Work required: Copy the material from the line containing "Drop a marker on every instance of the riot" through the end, swapping "dog leash" for "dog lead" and changing nothing else.

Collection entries

--------------------------------------------------

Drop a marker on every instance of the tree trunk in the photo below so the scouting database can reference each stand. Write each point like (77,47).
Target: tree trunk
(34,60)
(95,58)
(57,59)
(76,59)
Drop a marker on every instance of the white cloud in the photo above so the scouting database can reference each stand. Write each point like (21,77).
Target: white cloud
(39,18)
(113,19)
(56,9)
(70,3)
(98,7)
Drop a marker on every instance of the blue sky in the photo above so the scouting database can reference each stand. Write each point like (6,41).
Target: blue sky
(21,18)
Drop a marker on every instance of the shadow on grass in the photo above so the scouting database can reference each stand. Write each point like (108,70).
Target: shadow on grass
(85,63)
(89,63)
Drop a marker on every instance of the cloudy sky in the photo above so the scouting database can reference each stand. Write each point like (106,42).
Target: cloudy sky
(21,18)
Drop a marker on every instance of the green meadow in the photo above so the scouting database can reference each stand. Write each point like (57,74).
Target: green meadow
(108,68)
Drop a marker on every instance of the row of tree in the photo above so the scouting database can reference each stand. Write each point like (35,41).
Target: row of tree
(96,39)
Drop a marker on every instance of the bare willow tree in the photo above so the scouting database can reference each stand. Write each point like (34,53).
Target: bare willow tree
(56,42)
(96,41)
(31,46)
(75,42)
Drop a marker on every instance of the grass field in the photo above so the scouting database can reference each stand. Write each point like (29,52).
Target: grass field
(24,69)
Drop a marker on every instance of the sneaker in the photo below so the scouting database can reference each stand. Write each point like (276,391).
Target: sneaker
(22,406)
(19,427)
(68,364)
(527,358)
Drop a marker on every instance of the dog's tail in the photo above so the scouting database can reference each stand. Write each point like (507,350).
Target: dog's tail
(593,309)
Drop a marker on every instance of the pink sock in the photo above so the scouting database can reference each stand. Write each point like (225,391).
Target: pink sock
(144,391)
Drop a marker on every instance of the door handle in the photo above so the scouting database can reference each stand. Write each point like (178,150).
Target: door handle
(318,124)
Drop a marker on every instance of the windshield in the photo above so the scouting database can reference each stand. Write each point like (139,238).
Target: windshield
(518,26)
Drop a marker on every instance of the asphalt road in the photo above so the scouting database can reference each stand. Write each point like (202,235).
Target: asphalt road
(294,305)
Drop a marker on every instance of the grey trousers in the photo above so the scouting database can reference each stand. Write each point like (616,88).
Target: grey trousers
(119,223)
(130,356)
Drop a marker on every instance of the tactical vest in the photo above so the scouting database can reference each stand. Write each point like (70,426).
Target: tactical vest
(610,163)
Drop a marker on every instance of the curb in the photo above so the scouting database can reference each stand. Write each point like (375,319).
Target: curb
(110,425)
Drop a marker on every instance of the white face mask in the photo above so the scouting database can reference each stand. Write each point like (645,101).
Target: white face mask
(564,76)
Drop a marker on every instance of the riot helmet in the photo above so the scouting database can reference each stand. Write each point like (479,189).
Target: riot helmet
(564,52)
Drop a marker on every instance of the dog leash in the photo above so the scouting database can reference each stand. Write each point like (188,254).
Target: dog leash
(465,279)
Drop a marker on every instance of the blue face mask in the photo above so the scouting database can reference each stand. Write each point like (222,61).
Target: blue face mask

--------------------------------------------------

Written response:
Drop a marker on every instance of the riot helmet in the photo above so the scouting database can reference each stand. Write each point like (479,189).
Target: riot helmet
(564,52)
Drop a marker on every instance of the dog lead in the photo above so the scouting database can reference each stand. Write each point like (188,254).
Target: dog lead
(465,279)
Drop a marker on every instance of the blue face mask in the photo above so the scouting database can reference each stand. Write each point like (222,61).
Target: blue face mask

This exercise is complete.